## Begin PROVIDED RECORDS

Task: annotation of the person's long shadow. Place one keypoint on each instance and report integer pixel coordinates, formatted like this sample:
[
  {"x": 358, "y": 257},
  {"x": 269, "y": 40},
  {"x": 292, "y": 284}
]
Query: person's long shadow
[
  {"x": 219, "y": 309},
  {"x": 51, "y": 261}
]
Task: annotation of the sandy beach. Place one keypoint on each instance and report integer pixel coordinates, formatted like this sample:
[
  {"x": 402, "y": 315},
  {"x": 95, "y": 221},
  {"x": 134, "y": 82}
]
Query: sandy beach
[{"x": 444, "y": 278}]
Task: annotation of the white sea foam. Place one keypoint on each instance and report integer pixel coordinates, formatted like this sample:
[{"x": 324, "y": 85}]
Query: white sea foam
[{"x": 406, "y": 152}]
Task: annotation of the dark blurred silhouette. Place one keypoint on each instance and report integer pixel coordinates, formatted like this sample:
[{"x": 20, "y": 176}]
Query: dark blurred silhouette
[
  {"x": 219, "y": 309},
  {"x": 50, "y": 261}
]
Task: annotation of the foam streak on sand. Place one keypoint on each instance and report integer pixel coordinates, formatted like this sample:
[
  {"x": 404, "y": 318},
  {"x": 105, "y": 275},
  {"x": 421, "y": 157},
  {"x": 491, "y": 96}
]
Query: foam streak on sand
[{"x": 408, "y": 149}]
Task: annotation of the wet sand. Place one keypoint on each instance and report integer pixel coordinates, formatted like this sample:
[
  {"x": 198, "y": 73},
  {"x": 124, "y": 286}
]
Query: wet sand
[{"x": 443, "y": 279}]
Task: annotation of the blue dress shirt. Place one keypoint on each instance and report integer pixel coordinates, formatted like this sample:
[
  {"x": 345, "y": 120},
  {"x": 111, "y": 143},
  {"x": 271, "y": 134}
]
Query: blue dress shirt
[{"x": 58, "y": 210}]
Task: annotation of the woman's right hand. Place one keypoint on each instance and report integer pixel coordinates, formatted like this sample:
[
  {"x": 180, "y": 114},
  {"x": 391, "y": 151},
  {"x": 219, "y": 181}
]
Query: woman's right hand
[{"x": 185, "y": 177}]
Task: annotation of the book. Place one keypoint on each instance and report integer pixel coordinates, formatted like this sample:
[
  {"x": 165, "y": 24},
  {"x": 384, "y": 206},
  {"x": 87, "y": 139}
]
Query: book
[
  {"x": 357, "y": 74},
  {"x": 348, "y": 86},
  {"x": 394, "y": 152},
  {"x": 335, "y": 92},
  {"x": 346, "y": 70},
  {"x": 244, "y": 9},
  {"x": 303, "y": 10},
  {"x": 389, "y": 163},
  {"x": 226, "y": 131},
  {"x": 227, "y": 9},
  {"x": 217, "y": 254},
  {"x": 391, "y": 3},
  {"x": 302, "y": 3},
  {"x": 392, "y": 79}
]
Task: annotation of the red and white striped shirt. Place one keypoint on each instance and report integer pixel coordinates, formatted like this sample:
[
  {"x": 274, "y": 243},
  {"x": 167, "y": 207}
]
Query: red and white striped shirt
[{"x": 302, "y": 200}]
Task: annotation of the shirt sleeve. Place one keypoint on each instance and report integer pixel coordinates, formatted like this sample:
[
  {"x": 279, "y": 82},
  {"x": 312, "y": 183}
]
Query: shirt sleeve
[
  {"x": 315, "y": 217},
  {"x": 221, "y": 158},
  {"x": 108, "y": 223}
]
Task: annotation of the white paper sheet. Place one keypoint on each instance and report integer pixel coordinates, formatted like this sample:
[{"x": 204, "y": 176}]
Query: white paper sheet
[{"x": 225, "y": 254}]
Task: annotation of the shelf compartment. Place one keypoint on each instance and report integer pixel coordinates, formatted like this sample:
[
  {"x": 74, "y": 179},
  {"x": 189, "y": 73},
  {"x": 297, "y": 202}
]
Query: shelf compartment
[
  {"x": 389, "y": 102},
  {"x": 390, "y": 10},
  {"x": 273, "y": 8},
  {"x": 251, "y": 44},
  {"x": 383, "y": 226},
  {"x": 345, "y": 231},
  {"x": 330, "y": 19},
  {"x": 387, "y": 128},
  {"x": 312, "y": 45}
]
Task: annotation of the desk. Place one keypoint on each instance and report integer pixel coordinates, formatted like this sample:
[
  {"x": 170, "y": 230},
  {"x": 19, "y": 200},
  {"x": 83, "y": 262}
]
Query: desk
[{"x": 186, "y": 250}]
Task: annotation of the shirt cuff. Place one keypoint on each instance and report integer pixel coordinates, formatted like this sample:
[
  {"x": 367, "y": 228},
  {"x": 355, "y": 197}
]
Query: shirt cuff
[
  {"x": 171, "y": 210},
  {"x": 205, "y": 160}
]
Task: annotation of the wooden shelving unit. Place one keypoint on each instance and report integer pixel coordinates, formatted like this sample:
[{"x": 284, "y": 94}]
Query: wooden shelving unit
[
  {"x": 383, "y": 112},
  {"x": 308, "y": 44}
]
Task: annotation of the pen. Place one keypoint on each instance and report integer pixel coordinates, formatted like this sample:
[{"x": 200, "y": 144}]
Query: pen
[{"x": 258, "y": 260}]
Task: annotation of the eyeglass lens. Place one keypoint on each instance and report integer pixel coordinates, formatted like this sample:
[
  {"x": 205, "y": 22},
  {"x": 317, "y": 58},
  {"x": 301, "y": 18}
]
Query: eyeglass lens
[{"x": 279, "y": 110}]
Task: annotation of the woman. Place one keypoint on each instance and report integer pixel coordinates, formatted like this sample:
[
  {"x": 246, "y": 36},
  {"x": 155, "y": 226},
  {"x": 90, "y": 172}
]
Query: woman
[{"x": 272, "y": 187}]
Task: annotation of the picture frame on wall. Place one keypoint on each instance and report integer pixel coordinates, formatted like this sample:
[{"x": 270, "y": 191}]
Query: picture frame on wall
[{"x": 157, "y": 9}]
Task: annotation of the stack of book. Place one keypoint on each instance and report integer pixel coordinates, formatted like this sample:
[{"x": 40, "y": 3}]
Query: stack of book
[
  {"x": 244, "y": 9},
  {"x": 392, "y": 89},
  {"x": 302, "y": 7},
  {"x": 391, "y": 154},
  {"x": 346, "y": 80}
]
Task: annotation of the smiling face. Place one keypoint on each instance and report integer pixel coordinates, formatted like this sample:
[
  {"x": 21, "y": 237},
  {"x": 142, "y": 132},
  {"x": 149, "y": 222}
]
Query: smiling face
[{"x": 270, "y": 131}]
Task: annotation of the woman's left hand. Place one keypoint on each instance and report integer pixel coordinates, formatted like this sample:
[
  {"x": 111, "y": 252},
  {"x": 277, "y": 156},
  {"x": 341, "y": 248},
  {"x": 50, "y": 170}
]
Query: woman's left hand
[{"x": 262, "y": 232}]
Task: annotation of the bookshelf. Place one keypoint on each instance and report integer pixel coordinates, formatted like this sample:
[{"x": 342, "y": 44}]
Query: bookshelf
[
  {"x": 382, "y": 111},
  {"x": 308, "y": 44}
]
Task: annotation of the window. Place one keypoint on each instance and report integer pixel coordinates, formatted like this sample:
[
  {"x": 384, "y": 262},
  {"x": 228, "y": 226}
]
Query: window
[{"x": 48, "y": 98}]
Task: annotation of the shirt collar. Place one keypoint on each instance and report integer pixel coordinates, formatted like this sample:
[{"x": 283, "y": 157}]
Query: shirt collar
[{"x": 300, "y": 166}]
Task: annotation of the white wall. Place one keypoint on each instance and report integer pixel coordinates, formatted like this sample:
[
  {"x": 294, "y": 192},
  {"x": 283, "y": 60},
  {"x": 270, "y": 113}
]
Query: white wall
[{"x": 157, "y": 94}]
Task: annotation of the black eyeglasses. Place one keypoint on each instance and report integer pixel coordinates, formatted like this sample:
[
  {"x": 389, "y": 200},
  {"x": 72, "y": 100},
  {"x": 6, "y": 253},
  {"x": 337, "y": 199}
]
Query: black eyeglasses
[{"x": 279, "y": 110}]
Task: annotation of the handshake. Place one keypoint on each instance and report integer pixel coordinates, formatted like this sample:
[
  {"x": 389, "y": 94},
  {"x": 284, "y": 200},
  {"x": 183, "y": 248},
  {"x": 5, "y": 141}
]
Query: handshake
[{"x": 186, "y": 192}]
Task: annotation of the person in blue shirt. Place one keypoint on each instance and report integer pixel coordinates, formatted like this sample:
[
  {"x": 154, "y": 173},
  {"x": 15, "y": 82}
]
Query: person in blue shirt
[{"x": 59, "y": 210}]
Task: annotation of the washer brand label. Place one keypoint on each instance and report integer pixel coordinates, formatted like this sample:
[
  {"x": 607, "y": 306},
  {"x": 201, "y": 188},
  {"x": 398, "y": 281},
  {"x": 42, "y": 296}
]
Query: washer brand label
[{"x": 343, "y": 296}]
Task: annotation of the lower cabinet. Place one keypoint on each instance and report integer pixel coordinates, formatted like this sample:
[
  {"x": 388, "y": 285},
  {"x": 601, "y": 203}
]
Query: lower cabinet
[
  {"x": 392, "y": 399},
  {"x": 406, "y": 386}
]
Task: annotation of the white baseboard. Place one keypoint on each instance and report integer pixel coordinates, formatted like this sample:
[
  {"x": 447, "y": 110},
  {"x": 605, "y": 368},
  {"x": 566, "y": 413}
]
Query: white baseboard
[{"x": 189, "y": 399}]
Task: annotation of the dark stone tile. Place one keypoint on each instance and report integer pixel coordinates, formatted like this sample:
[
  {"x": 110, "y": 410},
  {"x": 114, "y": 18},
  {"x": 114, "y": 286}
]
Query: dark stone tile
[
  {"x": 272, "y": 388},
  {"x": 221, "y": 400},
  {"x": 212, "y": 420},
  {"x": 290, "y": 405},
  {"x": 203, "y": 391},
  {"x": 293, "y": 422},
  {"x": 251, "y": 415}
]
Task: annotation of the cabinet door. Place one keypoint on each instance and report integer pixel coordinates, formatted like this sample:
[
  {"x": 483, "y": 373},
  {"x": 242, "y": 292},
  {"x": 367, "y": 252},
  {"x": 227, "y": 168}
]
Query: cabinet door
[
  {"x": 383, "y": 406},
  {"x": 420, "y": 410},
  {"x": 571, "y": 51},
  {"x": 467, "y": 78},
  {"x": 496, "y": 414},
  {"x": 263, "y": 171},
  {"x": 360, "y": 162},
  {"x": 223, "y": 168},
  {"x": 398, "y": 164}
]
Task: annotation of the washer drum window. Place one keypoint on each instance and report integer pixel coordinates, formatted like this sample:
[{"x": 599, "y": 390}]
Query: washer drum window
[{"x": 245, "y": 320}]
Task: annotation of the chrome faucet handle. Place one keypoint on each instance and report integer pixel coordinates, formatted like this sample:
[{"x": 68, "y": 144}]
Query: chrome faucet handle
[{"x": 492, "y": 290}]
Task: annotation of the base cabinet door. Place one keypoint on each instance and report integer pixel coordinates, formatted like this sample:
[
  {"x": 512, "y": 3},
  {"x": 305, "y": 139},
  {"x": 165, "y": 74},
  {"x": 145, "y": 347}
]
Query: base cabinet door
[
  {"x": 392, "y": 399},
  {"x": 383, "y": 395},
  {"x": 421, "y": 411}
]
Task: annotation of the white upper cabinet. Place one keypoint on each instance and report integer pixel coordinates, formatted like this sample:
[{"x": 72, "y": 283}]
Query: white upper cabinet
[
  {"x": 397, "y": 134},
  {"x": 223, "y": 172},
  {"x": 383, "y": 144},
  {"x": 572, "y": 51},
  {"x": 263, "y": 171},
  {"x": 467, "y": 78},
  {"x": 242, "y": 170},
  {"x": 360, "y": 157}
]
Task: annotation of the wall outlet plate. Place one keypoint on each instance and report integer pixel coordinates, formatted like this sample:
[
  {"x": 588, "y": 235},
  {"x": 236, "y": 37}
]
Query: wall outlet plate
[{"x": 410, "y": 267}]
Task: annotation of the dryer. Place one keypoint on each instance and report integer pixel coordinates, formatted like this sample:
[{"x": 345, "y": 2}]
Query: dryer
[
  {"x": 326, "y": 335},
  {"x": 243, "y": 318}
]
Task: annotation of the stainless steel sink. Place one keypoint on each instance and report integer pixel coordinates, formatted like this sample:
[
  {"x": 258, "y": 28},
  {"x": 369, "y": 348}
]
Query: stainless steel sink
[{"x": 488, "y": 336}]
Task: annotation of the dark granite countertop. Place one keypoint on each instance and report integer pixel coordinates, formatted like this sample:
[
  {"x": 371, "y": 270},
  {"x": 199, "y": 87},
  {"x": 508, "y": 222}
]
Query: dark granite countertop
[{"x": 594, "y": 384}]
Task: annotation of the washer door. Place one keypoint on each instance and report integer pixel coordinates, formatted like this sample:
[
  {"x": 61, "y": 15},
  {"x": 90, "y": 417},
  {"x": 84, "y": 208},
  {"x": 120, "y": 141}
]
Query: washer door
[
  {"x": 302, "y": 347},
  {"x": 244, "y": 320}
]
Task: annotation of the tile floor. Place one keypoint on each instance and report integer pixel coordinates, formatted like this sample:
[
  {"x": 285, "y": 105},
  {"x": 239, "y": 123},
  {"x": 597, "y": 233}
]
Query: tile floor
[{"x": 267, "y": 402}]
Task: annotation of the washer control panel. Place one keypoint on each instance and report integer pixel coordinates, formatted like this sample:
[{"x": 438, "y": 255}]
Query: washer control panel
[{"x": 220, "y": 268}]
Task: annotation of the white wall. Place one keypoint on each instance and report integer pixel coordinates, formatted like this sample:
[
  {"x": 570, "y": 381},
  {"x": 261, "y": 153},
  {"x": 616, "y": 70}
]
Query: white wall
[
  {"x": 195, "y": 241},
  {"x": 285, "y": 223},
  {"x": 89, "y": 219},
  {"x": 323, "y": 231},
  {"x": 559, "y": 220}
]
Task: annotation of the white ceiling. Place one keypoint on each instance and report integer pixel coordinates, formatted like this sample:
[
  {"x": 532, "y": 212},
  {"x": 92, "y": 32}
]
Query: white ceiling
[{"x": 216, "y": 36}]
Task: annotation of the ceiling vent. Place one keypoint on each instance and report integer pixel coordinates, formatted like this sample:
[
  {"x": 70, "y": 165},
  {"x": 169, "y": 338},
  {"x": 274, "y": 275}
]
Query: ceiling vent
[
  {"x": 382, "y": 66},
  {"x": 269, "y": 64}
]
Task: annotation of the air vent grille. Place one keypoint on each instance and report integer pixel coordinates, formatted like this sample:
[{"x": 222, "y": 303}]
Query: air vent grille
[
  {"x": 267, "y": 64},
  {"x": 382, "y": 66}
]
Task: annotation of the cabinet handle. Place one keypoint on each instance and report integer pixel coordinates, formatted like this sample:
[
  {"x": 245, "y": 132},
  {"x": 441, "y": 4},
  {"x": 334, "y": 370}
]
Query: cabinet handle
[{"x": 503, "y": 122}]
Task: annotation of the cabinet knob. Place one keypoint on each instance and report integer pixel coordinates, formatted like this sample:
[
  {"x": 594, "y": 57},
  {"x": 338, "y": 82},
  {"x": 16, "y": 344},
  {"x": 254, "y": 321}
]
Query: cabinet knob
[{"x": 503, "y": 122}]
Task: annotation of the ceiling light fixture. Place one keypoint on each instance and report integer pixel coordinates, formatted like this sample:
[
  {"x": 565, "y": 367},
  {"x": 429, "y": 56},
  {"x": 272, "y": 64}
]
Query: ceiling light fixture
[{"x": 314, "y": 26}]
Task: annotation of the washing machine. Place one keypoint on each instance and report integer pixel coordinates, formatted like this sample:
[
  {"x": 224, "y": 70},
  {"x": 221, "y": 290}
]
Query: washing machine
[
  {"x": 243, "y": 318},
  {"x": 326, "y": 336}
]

## End PROVIDED RECORDS

* _WHAT TO WORK ON_
Transcribe only the trailing portion of the entries above: the line that contains "Task: annotation of the cabinet handle." and each line after it.

* _OUTPUT FOR THIS TASK_
Task: annotation of the cabinet handle. Place one keypoint on each instance and report integer pixel coordinates, formatted like this sample:
[
  {"x": 245, "y": 132},
  {"x": 441, "y": 4},
  {"x": 334, "y": 370}
]
Query: cabinet handle
[{"x": 503, "y": 122}]
Task: annotation of the cabinet knob. Place one keypoint on each instance and report integer pixel coordinates, formatted like this sample:
[
  {"x": 594, "y": 57},
  {"x": 338, "y": 82},
  {"x": 16, "y": 344},
  {"x": 254, "y": 321}
]
Query: cabinet knob
[{"x": 503, "y": 122}]
Task: annotation of the ceiling light fixture. Place one keypoint on each instance and report integer pixel coordinates, formatted like this sample:
[
  {"x": 565, "y": 367},
  {"x": 429, "y": 56},
  {"x": 272, "y": 64}
]
Query: ceiling light fixture
[{"x": 314, "y": 26}]
Task: annotation of the washing machine. Place one keypoint on each instance and report integer pixel coordinates, formatted like this sample:
[
  {"x": 224, "y": 70},
  {"x": 221, "y": 290}
]
Query: washing machine
[
  {"x": 243, "y": 318},
  {"x": 326, "y": 336}
]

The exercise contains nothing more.